» **Text provided**
◇ ◇ ◇ ◇ ◇ ◇ ◇

Facebook Sows The Seeds Of Sharing Its Walled Garden

The web is all atwitter today at the announcement of Facebook’s new privacy options, which many pundits are heralding as the first step towards the big blue giant being able to challenge the tiny tweeting bird in a battle for business model supremacy. So, what’s all the fuss about?

Well, in a non-jargon-laden nutshell, Facebook’s new privacy options will essentially allow users to open the content they create on Facebook up to the entire world wide web. That means that google could soon be indexing everything from your drunken college photos to your most serious status posts. Of course, the whole plan is opt-in, meaning that it won’t happen unless you as a user make the choice to let it happen. And, Facebook is promising that it will wait for a probationary period before opening up the newly opened content to search engines. But, either way, it’s a big step forward from the walled garden of facebook past to the public (and potentially more monetizable) stream of facebook’s future — to mix a couple of nature metaphors.

◇ ◇ ◇ ◇ ◇ ◇ ◇

» **Provided information**
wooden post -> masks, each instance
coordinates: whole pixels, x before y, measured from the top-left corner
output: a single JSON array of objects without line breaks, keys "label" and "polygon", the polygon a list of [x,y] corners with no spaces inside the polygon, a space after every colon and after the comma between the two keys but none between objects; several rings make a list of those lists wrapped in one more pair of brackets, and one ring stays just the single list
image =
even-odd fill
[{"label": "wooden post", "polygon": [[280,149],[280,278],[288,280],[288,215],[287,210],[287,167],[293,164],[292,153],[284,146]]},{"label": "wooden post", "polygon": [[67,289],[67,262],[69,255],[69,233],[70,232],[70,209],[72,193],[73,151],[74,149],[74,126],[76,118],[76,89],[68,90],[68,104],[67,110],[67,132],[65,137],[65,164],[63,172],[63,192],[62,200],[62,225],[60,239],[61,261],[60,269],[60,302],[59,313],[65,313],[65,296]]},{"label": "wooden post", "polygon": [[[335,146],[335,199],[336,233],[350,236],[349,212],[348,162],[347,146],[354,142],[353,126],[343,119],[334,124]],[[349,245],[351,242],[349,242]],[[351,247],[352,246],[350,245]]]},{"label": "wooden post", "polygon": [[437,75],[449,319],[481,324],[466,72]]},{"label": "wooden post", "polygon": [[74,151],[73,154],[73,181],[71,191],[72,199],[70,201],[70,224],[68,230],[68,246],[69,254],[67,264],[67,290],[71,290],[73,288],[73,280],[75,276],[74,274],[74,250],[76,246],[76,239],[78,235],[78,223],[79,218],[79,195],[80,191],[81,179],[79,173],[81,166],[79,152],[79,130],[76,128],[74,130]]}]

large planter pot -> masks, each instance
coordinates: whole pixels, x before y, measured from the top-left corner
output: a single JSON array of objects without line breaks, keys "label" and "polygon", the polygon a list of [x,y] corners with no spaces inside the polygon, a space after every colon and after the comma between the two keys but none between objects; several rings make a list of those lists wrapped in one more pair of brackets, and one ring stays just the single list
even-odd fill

◇ ◇ ◇ ◇ ◇ ◇ ◇

» **Exercise description**
Extend the Facebook privacy article beyond the last sentence shown, matching its voice.

» **The answer**
Now, why would bloggers who traditionally err on the side of shared, social standards like the whole open web movement be against Facebook’s first major attempt to open up its user generated content? Well, first of all, many of them seem to feel like this is just a cheap, transparent ploy to jump on the Twitter train. Or twain if you will. But, more importantly, many of them make the point that a lot of people who use Facebook aren’t necessarily web or world savvy enough to truly understand the implications of allowing everyone and their mother (and your mother) to see those embarrassing Facebook photos when they google your name. For a lot of the kids who use Facebook, the perpetuity of public content on the web is a concept as foreign as their own mortality, or the fact that the Miley Cyrus might not be the most talented person on the planet.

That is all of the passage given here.